◆ **REQUIREMENT A**:
According to the court ruling excerpt, who serves as Chairperson of the National Council for Law Reporting?

◆ **TEXT BLOCK**:
◆ ◆ ◆ ◆ ◆

84.The question is whether the originating motion herein and the claims leveled against the respondent by the applicants meet the above threshold
85.The respondent in rebutting the assertions by the applicant contends that its publication of the decision in question and by and large all decisions of superior courts is a statutory mandate under the National Council for Law Reporting Act. Further, that in publishing the said decisions, it is under no duty to edit or verify the same as it publishes the decisions as send to it by the judges of the superior courts hence no malice can be attributed to the publication.
86.In addition, the respondent contends that to injunct it from publishing the court decisions would curtail the public’s right to access information and curtail the growth of jurisprudence in the country.
87.Therefore, to answer the question of whether the applicant’s assertions establish conditions that must be met for a claim for the breach of their privacy to be proven, I must analyze the statutory mandate of the Respondent and their contention that an injunction against them would curtail the public’s right to access information as well as the growth of jurisprudence.
88.The mandate of the respondent is derived from the National Council for Law Reporting Act No 11 of 1994, the long title and preamble to the said Act is, “An Act of Parliament to provide for the establishment of a National Council for Law Reporting to publish Kenya Law Reports and provide for connected purposes.”
89.Section 2 of the said Act establishes the National Council for Law Reporting referred to in the Act as the “council.”
90.The council, which is the respondent herein is a body corporate with perpetual succession and a common seal and may sue and be sued in its corporate name.
91.Section 3 of the Act sets out the functions of the council which shall be :a.responsible for the preparations and publication of the reports to be known as the Kenya Law Reports, which shall contain judgments, rulings and opinions of the superior courts of record;b.undertake such other publications as in the opinion of the council are reasonably related to or connected with the preparation and publication of the Kenya Law Reports;c.perform any other functions conferred on the council or under the provisions of any other written law.
92.The composition of the council is:a.The Chief Justice;b.The Attorney General or his representative;c.A Judge of the Court of Appeal nominated by the Chief Justice;d.A Judge of the High Court nominated by the Chief Justice;e.A public officer being an advocate nominated by the Attorney General;f.Two advocates of not less than seven years standing nominated by the Law Society of Kenya;g.A dean of the Faculty of Law, University of Nairobi, or his representative;h.The Government Printer or his representative not below the rank of the Deputy Government Printer; and the Editor appointed under section 7.The Chief Justice shall be Chairperson of the Council.
93.Under section 8(1) of the Act, the Editor is responsible for the preparation and publication of the Kenya Law Reports and for such other publication as may be approved by the council under section 3.
94.Section 19 of the said Act provides that: “Every judge of the superior court of record shall as soon as practicable after delivering a judgment, ruling or an opinion cause to be furnished to the Editor a certified true copy of the judgment, ruling or opinion delivered by him.” This is mandatory and it is one of the parameters that the superior courts are measured by in the Performance Measurement Understanding evaluations which are undertaken on an annual basis for each and every judge. Such determinations or decisions must be submitted to the Kenyalaw.org within seven days of the delivery of the decision, whether it is a ruling or a judgment.

◆ ◆ ◆ ◆ ◆

Coordinate annotation records:
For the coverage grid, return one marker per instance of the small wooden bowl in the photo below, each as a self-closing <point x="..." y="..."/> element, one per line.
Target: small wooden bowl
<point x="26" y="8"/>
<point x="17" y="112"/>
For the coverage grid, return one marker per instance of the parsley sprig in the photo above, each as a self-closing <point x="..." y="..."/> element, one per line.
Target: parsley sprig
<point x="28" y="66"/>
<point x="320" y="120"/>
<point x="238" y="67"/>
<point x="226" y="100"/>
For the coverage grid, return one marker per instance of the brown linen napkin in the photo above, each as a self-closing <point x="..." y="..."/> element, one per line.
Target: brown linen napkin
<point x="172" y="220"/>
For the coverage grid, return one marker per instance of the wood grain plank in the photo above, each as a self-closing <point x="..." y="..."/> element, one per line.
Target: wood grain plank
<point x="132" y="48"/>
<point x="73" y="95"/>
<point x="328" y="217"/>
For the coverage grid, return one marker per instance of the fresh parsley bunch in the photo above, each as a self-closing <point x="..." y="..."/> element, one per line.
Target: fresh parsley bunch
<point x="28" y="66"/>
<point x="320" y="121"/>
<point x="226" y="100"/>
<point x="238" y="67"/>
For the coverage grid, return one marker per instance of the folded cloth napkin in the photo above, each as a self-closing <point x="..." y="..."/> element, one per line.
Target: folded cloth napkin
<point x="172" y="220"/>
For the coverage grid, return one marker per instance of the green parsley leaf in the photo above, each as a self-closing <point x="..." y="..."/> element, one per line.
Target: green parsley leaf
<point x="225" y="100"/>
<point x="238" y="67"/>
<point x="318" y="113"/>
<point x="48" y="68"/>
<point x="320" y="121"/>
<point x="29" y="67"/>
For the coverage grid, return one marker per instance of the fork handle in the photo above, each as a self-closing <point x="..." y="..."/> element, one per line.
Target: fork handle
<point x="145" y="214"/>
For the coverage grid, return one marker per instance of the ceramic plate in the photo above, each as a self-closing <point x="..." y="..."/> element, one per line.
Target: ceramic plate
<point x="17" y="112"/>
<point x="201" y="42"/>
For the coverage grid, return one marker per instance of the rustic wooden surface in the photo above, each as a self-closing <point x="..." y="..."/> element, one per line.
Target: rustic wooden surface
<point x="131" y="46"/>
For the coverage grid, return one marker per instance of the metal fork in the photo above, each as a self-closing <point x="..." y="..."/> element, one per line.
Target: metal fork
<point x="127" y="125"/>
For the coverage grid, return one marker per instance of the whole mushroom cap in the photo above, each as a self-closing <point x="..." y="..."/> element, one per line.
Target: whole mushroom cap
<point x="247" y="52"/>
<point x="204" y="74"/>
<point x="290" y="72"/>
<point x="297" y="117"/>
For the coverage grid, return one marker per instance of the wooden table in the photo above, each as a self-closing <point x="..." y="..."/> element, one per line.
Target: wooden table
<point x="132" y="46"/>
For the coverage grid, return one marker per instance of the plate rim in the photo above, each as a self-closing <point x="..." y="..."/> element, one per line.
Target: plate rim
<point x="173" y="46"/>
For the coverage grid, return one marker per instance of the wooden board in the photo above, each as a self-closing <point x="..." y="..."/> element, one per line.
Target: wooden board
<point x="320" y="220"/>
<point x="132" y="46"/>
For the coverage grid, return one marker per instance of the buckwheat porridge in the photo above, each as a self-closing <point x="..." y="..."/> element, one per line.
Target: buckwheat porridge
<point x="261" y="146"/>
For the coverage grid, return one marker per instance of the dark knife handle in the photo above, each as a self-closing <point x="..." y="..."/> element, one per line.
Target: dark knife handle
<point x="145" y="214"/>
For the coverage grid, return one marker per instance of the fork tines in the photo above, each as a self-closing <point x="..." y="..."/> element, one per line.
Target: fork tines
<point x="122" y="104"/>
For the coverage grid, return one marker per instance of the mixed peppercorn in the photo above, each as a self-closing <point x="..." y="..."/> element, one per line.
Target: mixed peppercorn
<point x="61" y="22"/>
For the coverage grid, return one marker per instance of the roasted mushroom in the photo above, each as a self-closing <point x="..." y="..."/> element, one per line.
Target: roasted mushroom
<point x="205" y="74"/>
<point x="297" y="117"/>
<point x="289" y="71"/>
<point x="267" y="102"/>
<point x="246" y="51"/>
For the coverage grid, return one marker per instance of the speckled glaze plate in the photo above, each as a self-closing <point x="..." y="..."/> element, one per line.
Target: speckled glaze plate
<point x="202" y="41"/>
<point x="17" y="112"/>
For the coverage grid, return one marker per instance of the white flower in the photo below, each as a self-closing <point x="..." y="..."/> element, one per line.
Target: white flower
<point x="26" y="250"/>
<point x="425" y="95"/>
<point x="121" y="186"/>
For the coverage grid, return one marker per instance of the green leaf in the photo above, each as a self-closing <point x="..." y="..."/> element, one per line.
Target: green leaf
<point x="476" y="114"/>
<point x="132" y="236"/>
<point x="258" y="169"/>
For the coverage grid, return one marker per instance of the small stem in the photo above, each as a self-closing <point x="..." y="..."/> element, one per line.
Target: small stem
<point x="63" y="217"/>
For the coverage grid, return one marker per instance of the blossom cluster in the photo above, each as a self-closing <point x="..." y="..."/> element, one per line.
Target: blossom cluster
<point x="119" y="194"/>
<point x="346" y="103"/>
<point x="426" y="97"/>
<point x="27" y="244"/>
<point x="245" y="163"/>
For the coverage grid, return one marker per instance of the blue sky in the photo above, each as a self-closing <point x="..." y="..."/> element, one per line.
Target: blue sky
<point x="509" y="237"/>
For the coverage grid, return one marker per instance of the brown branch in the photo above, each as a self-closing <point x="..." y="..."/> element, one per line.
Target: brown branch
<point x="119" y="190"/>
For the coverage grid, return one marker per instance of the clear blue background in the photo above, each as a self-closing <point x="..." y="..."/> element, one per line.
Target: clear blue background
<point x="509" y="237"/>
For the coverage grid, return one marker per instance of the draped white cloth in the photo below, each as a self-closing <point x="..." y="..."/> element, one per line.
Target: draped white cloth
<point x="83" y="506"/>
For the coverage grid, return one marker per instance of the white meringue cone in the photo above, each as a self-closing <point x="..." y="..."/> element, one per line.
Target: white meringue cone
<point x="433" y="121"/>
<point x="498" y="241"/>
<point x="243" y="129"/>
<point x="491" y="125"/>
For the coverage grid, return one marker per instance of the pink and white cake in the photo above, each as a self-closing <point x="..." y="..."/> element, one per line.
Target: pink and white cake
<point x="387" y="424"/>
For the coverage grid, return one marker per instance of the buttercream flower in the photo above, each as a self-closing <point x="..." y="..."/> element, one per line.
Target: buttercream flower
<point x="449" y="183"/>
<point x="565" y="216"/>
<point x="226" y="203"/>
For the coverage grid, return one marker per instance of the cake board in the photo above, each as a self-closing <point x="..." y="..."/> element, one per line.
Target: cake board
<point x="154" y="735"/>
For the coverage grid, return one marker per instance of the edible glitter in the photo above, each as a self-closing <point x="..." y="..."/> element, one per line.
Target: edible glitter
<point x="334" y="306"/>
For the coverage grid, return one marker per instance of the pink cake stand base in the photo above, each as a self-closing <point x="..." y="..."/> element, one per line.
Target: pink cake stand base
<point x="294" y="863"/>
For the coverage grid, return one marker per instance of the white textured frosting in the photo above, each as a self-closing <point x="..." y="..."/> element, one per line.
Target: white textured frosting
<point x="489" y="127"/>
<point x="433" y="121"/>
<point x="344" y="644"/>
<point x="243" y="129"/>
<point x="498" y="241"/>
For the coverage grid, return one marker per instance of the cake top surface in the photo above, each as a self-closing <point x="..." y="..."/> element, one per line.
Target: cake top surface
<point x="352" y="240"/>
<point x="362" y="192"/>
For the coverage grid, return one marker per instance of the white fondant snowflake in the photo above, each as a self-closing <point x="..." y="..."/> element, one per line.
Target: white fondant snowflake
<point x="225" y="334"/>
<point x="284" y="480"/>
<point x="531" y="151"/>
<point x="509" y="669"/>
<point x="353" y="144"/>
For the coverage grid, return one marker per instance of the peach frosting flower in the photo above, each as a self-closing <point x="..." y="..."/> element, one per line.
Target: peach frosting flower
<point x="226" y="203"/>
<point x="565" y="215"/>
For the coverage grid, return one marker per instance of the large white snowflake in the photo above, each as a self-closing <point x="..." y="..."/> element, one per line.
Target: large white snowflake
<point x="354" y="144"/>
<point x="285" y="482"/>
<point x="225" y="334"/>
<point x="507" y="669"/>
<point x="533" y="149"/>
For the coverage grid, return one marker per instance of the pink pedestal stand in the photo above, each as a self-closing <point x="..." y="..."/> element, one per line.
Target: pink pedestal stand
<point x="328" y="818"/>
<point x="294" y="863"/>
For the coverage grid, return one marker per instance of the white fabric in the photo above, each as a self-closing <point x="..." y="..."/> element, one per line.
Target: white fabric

◆ ◆ ◆ ◆ ◆

◆ **REQUIREMENT B**:
How many lines of the records contain the string "grain"? Case counts, and reply with the number only.

◆ **EXPECTED ANSWER A**:
The Chief Justice

◆ **EXPECTED ANSWER B**:
2